_抜粋文_
##########

③ キャッシュ・フローの状況の分析・検討内容並びに資本の財源及び資金の流動性に係る情報

 当連結会計年度における資金の増減額は12,247千円の増加(前年同期は51,693千円の増加)であり、前連結会計年度より39,446千円減少いたしました。主な要因としましては、税金等調整前当期純利益の減少、保険解約返戻金の増加等により営業活動によるキャッシュ・フローが50,585千円減少したこと、定期預金の純増減額の減少、連結の範囲の変更を伴う子会社株式の取得による支出等により投資活動によるキャッシュ・フローが83,260千円増加したこと、長期借入金の返済による支出、株式の発行による収入の減少等により財務活動によるキャッシュ・フローが72,121千円減少したこと等によるものであります。

 以上の結果、当連結会計年度末における資金の残高は1,658,795千円(前期比12,247千円増)となり、当面事業を継続していく上で十分な流動性を確保しており、当社の経営戦略の1つである“次世代事業の創生”のための研究開発資金を十分に確保できているものと認識しております。

 また、当社グループは、事業上必要な流動性と資金の源泉を安定的に確保することを基本方針としており、主に営業活動によるキャッシュ・フローを資金の源泉としております。なお、不測の事態においても機動的かつ安定的に経常運転資金を確保するため、複数の金融機関と当座貸越契約を締結しております。

##########

_演習データ_

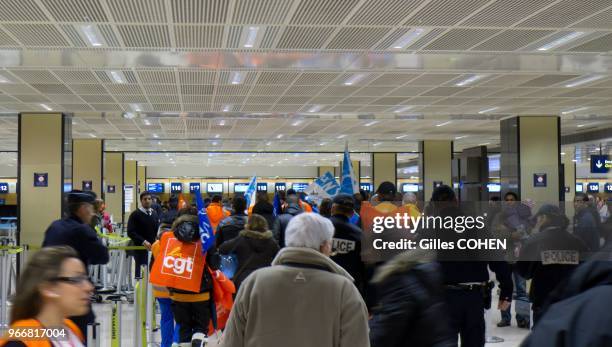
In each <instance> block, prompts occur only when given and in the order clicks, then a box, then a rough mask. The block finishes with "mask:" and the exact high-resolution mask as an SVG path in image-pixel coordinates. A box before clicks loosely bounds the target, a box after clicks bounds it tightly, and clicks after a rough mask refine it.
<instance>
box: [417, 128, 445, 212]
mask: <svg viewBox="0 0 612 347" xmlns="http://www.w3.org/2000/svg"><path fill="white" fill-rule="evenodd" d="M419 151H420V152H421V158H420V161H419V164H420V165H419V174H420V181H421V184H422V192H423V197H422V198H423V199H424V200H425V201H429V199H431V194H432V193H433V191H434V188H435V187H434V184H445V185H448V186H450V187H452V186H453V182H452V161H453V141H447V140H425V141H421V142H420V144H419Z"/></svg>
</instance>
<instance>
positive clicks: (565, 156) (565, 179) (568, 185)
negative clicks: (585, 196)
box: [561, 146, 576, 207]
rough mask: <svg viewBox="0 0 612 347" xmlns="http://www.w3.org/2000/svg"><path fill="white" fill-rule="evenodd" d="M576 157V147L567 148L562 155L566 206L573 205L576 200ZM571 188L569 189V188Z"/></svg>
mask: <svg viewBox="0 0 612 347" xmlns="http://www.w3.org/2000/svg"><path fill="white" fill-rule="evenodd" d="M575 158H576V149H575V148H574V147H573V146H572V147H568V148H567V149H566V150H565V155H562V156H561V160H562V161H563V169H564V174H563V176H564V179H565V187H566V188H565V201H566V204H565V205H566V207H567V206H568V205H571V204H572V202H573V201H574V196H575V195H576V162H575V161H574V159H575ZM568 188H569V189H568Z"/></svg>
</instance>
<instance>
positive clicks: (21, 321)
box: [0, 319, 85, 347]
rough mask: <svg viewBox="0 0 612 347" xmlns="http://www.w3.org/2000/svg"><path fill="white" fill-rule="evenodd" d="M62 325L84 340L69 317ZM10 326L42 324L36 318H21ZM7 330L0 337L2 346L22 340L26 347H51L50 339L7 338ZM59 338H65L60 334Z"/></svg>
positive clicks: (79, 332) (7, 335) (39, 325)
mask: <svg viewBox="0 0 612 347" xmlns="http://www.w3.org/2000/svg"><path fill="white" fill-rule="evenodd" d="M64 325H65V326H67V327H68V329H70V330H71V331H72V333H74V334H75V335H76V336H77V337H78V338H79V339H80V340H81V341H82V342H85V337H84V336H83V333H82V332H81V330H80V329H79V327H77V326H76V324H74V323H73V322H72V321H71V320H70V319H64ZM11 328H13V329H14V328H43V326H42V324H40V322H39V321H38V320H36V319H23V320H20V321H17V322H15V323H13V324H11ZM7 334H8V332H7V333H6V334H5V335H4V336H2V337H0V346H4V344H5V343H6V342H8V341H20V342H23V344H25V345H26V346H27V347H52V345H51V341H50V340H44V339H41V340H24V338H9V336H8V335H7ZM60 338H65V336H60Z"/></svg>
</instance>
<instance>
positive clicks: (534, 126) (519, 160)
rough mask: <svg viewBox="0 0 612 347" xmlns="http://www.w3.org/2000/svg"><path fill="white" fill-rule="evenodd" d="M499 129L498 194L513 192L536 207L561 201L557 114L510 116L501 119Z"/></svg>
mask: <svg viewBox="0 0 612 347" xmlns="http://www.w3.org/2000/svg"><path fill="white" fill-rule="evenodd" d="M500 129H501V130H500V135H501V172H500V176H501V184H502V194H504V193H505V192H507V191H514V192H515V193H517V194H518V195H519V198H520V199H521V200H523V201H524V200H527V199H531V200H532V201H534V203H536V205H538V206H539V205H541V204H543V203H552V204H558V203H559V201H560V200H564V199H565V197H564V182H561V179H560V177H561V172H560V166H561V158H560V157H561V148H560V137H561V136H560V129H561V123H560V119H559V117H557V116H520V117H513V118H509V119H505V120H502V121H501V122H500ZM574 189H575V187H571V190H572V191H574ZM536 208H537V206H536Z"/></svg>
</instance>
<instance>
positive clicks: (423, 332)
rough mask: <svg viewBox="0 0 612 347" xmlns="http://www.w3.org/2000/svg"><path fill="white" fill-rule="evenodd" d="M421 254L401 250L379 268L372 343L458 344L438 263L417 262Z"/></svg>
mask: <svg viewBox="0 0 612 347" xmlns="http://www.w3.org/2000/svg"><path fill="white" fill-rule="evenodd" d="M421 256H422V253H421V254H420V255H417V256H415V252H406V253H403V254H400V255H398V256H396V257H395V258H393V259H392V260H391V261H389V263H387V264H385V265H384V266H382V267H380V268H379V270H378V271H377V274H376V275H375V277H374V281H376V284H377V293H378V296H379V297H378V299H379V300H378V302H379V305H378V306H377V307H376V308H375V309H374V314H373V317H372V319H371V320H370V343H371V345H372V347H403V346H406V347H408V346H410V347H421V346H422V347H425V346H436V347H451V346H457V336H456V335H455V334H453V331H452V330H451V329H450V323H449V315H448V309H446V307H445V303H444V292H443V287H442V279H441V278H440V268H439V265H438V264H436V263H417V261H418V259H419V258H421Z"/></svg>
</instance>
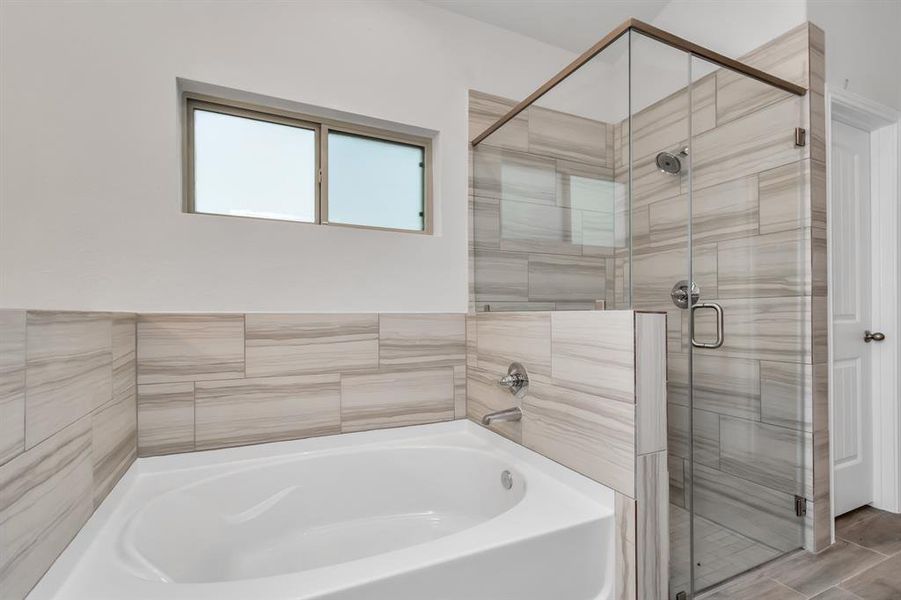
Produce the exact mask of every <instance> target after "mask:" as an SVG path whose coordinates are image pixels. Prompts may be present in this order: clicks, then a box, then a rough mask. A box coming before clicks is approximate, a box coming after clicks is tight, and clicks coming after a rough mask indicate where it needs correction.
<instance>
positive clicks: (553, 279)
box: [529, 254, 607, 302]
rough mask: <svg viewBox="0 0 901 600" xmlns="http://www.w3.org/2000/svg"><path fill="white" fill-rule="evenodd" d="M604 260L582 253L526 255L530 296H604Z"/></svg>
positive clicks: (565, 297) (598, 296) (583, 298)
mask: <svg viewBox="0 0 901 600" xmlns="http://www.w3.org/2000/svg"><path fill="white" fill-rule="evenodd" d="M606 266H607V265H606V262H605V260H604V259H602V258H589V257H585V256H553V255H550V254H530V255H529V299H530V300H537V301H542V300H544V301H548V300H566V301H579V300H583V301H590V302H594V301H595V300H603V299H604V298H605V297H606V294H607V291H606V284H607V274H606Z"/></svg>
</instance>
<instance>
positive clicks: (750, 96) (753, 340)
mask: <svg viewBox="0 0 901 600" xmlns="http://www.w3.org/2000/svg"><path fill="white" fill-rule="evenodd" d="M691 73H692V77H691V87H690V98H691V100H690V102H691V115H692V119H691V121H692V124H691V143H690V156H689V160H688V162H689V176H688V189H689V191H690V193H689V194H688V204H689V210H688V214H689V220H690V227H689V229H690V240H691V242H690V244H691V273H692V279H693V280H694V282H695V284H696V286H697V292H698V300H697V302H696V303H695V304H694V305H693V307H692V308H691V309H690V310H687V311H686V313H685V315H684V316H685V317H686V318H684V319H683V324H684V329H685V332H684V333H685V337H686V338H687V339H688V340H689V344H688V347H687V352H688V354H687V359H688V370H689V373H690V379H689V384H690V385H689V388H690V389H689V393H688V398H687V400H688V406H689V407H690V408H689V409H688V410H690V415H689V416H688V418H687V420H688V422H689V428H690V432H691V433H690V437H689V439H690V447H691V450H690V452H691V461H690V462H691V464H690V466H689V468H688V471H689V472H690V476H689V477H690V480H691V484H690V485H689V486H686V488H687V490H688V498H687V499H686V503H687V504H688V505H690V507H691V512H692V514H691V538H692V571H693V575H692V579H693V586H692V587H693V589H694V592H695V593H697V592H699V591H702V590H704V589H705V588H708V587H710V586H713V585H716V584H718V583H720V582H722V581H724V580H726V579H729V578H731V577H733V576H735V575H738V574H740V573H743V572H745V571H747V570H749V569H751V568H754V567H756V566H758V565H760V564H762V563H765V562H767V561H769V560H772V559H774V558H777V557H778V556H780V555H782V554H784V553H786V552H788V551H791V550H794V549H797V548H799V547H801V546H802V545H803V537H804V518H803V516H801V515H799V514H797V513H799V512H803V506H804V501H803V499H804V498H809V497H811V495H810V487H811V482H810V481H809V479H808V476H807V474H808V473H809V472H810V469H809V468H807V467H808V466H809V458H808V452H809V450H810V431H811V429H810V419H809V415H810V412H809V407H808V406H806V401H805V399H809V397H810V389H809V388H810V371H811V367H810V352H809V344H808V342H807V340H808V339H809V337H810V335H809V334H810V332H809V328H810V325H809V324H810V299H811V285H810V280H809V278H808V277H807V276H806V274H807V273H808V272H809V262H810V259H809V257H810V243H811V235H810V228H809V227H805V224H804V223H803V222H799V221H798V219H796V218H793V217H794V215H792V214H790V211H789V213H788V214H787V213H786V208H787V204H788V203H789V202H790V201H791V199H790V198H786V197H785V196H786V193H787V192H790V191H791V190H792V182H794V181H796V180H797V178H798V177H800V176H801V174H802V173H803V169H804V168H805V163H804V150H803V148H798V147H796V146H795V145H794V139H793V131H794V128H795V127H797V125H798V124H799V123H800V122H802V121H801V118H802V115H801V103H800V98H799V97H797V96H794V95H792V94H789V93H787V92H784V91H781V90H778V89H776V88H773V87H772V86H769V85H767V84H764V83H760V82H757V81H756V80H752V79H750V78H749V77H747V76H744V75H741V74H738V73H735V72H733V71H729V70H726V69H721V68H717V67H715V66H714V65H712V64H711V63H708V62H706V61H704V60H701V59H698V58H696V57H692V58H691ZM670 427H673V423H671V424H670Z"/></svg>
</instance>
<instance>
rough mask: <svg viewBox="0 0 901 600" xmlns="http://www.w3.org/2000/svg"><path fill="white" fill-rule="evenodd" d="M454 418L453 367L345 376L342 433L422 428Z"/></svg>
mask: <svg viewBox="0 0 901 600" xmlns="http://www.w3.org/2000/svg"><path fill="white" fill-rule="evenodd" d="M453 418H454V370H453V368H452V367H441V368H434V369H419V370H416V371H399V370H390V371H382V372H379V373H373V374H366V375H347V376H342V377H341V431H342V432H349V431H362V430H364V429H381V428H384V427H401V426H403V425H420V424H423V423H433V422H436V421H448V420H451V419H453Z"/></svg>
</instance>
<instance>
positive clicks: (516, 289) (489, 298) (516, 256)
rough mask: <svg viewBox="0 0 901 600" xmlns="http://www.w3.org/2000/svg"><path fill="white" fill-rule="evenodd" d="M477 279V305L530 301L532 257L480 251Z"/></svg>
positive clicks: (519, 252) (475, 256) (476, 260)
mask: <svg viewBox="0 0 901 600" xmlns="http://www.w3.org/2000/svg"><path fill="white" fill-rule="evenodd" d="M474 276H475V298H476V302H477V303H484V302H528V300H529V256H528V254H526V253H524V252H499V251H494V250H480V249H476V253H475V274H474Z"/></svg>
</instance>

##########

_取り組む課題_
A. キャッシュ・フローに関する文章の「当連結会計年度における資金の」から「こと等によるものであります。」まで（両端を含む）を、「長期借入金」を「短期借入金」に置き換えて書き写せ。
B. キャッシュ・フローに関する文章によると、当連結会計年度末における資金の残高はいくらか。

_解答一覧_
A.
当連結会計年度における資金の増減額は12,247千円の増加(前年同期は51,693千円の増加)であり、前連結会計年度より39,446千円減少いたしました。主な要因としましては、税金等調整前当期純利益の減少、保険解約返戻金の増加等により営業活動によるキャッシュ・フローが50,585千円減少したこと、定期預金の純増減額の減少、連結の範囲の変更を伴う子会社株式の取得による支出等により投資活動によるキャッシュ・フローが83,260千円増加したこと、短期借入金の返済による支出、株式の発行による収入の減少等により財務活動によるキャッシュ・フローが72,121千円減少したこと等によるものであります。

B. 1,658,795千円である。